> **Material to process**
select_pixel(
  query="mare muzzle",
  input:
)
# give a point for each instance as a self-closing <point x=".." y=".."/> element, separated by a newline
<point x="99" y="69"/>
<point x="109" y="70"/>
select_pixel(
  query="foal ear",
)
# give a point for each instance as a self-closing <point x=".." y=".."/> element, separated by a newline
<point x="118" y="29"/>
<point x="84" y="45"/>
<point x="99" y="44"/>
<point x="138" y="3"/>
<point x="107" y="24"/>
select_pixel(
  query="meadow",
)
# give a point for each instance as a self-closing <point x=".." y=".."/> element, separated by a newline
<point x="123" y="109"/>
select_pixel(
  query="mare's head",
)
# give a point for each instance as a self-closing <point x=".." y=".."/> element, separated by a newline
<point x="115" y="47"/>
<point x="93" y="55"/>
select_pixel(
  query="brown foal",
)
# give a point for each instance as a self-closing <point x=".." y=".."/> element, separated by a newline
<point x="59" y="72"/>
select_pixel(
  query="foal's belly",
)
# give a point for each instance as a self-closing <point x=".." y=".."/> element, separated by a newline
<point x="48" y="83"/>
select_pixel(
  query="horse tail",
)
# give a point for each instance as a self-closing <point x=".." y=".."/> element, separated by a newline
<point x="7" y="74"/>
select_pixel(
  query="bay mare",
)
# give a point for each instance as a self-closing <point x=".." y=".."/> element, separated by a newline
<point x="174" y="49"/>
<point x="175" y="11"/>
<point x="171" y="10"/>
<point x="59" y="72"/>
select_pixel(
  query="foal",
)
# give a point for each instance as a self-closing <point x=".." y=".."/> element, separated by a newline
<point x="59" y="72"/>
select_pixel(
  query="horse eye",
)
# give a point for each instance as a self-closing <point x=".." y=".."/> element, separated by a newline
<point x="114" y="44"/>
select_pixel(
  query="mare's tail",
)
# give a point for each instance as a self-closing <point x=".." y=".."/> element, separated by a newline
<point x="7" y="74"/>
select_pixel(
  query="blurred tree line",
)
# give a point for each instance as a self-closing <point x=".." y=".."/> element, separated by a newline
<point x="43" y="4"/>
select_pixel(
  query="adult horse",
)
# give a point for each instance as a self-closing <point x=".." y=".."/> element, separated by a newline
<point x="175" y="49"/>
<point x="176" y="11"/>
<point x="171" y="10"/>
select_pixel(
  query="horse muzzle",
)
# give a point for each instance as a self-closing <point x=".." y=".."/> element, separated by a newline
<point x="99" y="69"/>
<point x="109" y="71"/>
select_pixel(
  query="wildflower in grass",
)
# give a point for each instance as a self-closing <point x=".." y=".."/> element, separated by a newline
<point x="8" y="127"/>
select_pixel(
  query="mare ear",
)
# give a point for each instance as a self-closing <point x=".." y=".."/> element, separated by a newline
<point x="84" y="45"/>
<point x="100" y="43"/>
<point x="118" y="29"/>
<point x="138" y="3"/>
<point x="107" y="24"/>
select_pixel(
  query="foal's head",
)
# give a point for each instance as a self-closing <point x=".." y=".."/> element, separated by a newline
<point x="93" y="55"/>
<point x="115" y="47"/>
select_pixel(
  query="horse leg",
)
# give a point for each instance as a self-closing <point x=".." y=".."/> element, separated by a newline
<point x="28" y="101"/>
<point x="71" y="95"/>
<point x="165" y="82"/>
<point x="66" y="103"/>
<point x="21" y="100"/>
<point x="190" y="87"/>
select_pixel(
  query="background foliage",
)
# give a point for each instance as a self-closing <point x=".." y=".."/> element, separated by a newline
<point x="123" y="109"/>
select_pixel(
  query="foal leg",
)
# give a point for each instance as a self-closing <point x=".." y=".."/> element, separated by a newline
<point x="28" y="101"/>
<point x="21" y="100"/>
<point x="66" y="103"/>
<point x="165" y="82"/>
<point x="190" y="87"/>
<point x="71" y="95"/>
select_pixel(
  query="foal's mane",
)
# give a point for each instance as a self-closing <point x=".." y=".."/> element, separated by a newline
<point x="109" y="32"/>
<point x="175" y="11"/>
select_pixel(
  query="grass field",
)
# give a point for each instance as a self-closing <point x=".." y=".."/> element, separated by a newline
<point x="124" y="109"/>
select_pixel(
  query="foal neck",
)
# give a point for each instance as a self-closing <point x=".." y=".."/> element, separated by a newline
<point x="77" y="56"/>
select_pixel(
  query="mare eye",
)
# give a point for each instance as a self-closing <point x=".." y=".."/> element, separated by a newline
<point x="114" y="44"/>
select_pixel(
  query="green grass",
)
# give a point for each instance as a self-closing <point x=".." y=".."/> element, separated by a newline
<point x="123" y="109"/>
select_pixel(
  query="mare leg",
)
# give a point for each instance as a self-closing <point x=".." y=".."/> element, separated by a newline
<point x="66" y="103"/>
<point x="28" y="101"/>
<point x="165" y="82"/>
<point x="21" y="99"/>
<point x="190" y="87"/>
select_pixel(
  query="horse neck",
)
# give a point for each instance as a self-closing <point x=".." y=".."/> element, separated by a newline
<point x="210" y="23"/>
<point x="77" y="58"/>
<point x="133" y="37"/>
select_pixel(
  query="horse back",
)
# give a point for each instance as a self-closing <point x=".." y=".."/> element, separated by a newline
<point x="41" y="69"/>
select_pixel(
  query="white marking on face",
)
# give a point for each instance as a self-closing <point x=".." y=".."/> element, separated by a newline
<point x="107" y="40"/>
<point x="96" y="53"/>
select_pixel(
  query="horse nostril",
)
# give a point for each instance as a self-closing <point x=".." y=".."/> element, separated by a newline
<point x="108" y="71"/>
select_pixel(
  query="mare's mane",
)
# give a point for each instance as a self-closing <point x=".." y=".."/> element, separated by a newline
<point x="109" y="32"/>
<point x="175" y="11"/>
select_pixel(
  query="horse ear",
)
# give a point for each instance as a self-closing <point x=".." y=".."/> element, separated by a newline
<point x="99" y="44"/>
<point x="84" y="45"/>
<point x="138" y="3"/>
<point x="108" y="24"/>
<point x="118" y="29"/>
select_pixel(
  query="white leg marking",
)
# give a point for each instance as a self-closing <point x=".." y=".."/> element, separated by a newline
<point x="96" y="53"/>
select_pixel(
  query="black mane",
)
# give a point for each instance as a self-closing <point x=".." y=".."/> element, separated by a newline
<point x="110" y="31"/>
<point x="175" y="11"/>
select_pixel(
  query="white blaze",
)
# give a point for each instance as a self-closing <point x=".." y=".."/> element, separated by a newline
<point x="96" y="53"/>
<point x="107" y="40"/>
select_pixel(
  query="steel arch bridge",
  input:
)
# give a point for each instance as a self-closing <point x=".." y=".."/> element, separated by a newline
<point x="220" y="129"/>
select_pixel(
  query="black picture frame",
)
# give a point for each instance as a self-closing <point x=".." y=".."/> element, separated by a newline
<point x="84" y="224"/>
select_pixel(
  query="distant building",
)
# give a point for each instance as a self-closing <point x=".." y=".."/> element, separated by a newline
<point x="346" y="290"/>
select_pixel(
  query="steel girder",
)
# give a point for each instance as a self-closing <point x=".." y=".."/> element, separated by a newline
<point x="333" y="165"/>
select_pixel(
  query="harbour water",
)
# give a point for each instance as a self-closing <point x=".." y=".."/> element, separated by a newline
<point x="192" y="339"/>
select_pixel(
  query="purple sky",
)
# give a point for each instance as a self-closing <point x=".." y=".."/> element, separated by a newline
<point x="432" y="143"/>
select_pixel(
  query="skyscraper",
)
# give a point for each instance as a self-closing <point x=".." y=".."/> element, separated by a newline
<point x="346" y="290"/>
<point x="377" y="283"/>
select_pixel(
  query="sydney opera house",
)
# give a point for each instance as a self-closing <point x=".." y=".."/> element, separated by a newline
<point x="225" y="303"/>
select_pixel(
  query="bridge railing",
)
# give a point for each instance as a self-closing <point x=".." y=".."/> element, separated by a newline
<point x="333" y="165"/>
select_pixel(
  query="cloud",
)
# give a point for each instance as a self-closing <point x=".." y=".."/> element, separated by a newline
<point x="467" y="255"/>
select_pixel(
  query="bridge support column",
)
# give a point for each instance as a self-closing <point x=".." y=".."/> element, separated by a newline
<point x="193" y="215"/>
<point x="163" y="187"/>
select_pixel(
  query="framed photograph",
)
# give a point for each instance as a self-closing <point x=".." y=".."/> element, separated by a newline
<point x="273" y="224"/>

---

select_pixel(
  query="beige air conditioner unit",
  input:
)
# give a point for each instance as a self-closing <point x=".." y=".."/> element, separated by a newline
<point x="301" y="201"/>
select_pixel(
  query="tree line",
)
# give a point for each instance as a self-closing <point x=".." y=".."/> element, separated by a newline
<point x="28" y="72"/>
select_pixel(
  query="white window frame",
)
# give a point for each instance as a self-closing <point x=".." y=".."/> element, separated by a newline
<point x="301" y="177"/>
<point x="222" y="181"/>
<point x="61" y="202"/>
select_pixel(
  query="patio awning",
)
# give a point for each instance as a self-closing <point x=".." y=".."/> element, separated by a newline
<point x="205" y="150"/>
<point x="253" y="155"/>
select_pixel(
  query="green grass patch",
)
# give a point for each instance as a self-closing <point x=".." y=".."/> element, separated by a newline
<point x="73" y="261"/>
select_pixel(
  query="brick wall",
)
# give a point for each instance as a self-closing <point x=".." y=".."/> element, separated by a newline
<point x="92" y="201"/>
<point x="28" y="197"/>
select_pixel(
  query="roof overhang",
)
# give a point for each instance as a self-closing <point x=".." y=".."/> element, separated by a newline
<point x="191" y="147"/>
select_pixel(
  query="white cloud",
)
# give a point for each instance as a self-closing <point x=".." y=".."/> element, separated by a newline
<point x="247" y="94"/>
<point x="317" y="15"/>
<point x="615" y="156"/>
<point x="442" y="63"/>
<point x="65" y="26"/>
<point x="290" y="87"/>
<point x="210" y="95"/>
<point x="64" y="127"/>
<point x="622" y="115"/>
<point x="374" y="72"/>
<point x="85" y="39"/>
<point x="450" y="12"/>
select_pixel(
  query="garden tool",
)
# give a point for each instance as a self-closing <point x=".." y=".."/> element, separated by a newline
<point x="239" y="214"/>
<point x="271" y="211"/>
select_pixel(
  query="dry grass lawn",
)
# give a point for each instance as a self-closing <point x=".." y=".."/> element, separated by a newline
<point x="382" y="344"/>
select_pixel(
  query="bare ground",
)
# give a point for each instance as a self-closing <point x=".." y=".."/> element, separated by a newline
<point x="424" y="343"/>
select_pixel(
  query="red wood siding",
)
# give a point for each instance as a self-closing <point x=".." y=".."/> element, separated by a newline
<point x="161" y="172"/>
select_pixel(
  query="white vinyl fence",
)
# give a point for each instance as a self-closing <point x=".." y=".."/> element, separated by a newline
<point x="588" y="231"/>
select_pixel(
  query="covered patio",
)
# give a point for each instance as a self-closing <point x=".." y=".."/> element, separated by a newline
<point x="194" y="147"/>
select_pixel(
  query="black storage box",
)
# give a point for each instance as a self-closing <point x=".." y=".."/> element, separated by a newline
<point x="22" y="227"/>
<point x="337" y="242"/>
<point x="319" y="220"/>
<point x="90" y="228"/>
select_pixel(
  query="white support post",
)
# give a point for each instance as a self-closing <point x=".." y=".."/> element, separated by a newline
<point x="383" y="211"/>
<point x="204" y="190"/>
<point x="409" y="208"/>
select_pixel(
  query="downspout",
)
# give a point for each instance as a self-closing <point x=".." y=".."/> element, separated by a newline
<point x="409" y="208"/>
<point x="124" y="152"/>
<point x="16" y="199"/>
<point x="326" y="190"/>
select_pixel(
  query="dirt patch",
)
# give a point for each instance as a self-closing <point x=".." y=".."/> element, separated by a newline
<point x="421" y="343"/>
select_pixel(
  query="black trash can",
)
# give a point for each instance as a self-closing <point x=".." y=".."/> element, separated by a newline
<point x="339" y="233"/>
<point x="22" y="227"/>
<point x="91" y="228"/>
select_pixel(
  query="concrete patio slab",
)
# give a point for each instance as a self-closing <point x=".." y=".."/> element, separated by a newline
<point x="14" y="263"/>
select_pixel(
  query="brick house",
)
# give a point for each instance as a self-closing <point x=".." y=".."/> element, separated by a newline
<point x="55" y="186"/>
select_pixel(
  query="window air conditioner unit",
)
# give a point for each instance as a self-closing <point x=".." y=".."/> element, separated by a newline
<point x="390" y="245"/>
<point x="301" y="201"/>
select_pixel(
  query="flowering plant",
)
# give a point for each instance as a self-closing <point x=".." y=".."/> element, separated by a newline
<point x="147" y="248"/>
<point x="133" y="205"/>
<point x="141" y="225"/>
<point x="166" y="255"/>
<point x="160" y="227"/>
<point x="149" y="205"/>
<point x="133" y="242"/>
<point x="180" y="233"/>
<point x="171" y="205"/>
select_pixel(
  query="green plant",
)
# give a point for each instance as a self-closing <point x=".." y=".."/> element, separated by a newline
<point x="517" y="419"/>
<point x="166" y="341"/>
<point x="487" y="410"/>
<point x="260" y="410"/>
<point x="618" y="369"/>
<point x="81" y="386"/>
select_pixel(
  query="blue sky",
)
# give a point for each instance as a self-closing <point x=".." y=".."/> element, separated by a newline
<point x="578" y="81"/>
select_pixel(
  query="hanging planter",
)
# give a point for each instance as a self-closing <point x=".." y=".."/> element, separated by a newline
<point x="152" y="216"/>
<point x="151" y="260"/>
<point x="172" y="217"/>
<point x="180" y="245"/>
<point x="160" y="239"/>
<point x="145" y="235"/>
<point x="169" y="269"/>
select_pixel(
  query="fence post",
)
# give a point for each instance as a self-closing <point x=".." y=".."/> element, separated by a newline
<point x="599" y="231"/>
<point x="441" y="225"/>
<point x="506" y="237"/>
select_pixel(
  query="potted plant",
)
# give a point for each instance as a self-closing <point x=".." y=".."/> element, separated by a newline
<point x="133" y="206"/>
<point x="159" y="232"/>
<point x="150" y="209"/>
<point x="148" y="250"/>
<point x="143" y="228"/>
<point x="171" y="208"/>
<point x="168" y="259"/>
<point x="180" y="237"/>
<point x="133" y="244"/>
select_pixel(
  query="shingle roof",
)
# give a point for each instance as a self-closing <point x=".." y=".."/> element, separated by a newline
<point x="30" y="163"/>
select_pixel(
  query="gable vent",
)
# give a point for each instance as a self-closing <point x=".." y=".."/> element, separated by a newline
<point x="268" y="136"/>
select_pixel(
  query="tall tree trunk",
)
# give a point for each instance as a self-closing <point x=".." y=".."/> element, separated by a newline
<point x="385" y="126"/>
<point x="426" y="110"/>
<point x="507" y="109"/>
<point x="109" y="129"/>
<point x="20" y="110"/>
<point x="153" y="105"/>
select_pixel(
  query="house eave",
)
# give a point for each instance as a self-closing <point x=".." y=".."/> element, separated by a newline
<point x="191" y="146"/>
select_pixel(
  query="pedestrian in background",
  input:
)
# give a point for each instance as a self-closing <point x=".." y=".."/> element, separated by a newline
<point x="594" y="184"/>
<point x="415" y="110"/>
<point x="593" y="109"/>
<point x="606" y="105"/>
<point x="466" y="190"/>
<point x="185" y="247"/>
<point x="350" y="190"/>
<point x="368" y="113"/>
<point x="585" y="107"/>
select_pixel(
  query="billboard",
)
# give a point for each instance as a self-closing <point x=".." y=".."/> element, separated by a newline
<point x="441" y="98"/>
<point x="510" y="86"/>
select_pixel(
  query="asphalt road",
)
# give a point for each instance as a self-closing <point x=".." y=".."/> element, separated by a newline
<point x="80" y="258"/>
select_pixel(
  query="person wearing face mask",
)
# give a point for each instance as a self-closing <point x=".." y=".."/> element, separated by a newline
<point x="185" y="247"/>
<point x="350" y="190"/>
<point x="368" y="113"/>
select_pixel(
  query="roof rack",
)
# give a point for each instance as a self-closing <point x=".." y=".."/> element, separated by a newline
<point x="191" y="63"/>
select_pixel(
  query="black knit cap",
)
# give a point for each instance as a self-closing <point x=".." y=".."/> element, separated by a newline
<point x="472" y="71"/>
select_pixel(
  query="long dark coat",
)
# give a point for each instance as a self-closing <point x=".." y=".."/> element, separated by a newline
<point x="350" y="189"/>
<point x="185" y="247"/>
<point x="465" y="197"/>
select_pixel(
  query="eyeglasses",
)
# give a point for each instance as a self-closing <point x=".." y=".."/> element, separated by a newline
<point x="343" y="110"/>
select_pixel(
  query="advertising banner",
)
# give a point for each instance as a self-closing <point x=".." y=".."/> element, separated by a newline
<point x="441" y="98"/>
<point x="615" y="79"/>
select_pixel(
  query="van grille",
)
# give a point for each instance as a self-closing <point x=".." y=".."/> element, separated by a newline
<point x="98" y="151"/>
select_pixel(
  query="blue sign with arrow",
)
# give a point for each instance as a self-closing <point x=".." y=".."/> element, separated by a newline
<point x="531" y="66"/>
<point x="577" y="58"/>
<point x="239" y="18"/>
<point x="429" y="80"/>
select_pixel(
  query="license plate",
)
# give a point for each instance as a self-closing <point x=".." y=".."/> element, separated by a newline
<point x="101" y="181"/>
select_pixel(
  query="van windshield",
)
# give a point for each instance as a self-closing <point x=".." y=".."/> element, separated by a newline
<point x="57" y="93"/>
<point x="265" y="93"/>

> **What you need to do**
With "post" as the string to match, show every line of the entries above that has it.

> **Task result**
  query="white support post",
  query="fence post",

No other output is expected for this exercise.